PROVIDED TEXT:
---

Observation data Epoch J2000.0 Equinox ICRS
- Constellation: Ursa Major
- Right ascension: 12^{h} 22^{m} 12.5272^{s}
- Declination: +58° 4′ 58.549″
- Apparent magnitude (V): 9.64
- Right ascension: 12^{h} 22^{m} 18.9992^{s}
- Declination: +58° 5′ 10.366″
- Apparent magnitude (V): 10.11

Characteristics

A
- Evolutionary stage: red giant branch
- Spectral type: K0 III

B
- Evolutionary stage: main sequence
- Spectral type: G0 V

Astrometry

A
- Parallax (π): 3.2191±0.0118 mas
- Distance: 1,013 ± 4 ly (311 ± 1 pc)
- Absolute magnitude (M_{V}): +0.88

B
- Parallax (π): 6.9328±0.0155 mas
- Distance: 470 ± 1 ly (144.2 ± 0.3 pc)
- Absolute magnitude (M_{V}): +4.0

Details

A
- Mass: 1.15 M_{☉}
- Radius: 4.48 R_{☉}
- Luminosity: 13 L_{☉}
- Surface gravity (log g): 3.16 cgs
- Temperature: 4,957 K
- Metallicity [Fe/H]: −0.164 dex
- Age: 4.1 Gyr

B
- Mass: 1.00 M_{☉}
- Radius: 1.1 R_{☉}
- Luminosity: 1.56 L_{☉}
- Surface gravity (log g): 4.36 cgs
- Temperature: 6,146 K
- Metallicity [Fe/H]: −0.26 dex
- Other designations: M40, WNC 4, BD+56 1372, CCDM 12223+5805, WDS J12222+5805

Database references
- SIMBAD: data

= Winnecke 4 =

Optical double star in the constellation Ursa Major

Winnecke 4 (also known as Messier 40 or WNC 4) is an optical double star consisting of two unrelated stars in a northerly zone of the sky, Ursa Major.

---

EXERCISE AIM:
Carry on the article about the double star Winnecke 4 from its last sentence.

---

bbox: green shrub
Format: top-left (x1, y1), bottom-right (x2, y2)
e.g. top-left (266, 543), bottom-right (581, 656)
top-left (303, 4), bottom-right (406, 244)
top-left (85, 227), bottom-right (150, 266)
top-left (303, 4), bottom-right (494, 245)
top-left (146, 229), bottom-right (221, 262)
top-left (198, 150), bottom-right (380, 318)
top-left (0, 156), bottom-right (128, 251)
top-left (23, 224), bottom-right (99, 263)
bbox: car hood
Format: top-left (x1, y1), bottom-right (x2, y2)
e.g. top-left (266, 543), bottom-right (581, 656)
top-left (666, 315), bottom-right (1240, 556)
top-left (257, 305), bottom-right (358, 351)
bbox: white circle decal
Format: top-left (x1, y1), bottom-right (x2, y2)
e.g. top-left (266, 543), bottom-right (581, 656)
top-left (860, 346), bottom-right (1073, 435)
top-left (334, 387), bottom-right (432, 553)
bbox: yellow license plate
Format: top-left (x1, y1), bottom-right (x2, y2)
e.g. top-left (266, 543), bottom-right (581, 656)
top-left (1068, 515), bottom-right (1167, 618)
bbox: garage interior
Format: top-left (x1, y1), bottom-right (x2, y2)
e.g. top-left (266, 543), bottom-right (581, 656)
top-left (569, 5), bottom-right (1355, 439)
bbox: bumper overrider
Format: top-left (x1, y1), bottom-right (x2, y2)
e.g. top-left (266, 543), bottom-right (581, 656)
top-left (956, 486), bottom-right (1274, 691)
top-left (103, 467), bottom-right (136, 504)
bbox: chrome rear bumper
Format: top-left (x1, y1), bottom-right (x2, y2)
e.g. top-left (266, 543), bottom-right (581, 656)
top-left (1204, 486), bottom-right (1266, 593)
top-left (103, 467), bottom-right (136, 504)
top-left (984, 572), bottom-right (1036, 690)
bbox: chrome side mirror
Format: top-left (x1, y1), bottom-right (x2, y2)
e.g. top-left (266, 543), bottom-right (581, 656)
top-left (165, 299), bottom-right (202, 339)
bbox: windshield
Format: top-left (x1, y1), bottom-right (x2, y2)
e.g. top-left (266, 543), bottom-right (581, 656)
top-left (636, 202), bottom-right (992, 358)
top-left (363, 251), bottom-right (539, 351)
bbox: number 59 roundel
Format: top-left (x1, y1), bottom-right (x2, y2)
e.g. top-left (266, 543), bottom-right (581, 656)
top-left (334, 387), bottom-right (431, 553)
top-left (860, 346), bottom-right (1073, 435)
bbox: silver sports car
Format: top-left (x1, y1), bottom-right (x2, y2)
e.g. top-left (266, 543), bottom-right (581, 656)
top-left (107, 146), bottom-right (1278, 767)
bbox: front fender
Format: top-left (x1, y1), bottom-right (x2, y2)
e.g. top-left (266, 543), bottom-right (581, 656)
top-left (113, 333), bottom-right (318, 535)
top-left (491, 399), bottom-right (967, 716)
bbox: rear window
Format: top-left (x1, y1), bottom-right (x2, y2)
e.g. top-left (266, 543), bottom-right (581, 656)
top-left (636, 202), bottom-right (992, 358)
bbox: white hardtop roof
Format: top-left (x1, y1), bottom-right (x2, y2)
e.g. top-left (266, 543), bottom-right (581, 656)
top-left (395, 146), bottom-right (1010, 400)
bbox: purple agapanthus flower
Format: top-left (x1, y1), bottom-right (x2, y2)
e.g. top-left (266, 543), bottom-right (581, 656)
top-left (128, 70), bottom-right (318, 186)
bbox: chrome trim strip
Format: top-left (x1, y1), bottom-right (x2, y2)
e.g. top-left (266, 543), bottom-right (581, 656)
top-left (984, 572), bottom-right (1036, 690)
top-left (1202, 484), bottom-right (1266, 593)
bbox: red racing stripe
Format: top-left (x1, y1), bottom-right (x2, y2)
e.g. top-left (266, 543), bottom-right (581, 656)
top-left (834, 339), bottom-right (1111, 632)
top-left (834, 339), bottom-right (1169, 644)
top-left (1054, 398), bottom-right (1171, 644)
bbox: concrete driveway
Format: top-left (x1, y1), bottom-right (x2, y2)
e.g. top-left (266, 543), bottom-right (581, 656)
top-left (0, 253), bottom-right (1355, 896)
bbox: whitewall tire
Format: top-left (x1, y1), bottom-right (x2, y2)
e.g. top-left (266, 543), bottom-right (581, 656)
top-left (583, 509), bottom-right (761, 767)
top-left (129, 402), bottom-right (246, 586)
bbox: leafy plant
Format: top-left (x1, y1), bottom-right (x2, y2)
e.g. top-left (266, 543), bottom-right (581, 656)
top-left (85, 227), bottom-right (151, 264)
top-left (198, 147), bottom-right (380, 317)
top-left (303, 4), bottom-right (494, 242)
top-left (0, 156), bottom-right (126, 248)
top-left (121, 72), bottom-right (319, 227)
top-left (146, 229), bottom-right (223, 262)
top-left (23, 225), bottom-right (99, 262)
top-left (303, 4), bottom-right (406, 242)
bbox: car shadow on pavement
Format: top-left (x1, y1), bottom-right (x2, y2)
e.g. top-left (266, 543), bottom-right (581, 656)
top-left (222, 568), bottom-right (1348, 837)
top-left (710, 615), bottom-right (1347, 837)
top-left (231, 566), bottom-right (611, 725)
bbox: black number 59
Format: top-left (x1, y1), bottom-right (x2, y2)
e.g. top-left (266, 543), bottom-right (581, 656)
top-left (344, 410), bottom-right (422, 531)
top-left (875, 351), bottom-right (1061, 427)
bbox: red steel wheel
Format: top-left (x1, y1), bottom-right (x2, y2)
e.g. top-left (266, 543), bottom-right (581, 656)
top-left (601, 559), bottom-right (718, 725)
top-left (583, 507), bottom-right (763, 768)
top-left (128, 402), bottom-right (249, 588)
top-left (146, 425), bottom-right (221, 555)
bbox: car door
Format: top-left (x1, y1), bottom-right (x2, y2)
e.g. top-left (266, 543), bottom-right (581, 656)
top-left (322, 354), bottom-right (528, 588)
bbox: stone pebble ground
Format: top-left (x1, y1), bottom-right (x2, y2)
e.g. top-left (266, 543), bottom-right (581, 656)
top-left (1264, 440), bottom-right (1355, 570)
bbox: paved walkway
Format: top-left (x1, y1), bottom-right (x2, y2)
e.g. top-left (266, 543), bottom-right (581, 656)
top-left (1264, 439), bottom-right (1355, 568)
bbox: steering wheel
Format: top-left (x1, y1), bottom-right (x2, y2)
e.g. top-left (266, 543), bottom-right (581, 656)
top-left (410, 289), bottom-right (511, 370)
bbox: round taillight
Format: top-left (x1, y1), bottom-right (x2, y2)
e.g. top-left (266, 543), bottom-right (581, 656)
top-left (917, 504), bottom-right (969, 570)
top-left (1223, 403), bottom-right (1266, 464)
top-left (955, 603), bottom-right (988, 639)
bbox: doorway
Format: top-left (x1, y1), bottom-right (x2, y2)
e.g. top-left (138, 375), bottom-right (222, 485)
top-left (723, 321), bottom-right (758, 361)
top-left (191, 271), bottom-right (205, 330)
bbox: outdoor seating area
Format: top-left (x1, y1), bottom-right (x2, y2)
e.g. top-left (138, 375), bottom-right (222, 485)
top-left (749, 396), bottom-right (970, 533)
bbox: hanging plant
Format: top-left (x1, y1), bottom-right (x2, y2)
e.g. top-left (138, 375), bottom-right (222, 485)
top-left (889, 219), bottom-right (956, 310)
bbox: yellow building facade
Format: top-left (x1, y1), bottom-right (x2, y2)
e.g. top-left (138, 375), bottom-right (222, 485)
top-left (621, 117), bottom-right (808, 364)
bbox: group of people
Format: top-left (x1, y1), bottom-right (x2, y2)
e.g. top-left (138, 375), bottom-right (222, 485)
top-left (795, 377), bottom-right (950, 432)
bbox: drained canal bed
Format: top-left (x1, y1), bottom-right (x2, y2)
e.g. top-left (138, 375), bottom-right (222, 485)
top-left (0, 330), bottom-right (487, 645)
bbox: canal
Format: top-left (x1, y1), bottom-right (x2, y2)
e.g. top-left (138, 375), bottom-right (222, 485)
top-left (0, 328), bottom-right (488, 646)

---

EXERCISE ANSWER:
The pair were discovered by Charles Messier in 1764 while he was searching for a nebula that had been reported in the area by Johannes Hevelius. Not seeing any nebulae, Messier catalogued this apparent pair instead. In reality, Hevelius (who had made naked eye observations of the sky) had spotted 74 and 75 Ursae Majoris, an unrelated pair of 5th-6th magnitude stars separated by 22 arcminutes, a degree to the East of Winnecke 4, and whose faintness and close separation makes them potentially appear as a single nebulous star to the unaided eye. It is unclear why Messier determined this would correspond to a pair of 9-10th magnitude stars, as Winnecke 4 is far fainter than the naked eye can see even in ideal conditions, although he may have been attempting to catalog it for the sake of pointing out Hevelius's error. The pair were rediscovered by Friedrich August Theodor Winnecke in 1863, and included in the Winnecke Catalogue of Double Stars as number 4. Burnham calls M40 "one of the few real mistakes in the Messier catalog," faulting Messier for including it when all he saw was a double star, not a nebula of any sort.

In 1991 the separation between the components was measured at 51.7″, an increase since 1764. Data gathered by astronomers Brian Skiff (2001) and Richard L. Nugent (2002) strongly suggested the subject was merely an optical double star rather than a physically connected (binary) system. The A star that seems the brighter is over twice as far as B. Parallax measurements from the Gaia satellite show the two stars, HD 238107 and HD 238108, are at distances of 1,013 ± 4 ly and 470.2 ± 1 ly respectively. HD 238108 is itself a genuine binary star, with an 18th magnitude white dwarf companion 5 arcseconds away and a parallax distance of 478.8 ± 7.5 ly.